TASK OBJECTIVE -
In how many lines of the records does "jacket" appear? Answer with one number.

::: RECORDS SUPPLIED :::

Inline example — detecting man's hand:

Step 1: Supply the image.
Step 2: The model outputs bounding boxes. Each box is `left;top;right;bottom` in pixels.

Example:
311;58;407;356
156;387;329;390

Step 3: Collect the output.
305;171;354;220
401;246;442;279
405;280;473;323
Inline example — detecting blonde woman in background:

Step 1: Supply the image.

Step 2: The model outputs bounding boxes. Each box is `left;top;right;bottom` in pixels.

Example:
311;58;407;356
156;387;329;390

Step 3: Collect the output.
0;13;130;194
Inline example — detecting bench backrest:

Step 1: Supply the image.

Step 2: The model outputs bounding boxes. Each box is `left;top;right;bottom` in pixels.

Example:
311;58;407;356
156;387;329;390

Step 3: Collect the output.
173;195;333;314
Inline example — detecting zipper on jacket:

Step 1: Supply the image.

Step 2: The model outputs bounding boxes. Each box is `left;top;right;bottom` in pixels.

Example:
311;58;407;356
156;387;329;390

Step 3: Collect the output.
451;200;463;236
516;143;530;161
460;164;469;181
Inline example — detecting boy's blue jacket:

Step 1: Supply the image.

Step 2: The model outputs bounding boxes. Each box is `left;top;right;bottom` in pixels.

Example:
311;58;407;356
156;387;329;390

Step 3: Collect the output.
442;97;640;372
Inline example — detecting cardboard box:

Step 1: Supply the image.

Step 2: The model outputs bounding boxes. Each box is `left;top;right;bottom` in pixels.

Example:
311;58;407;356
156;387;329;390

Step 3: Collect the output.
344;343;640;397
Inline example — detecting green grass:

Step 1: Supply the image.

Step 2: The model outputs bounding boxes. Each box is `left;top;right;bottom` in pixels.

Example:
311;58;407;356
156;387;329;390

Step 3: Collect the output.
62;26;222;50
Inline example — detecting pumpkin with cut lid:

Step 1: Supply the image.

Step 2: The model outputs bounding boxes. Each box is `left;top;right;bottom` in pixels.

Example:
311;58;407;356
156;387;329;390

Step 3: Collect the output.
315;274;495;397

:::

SOLUTION -
2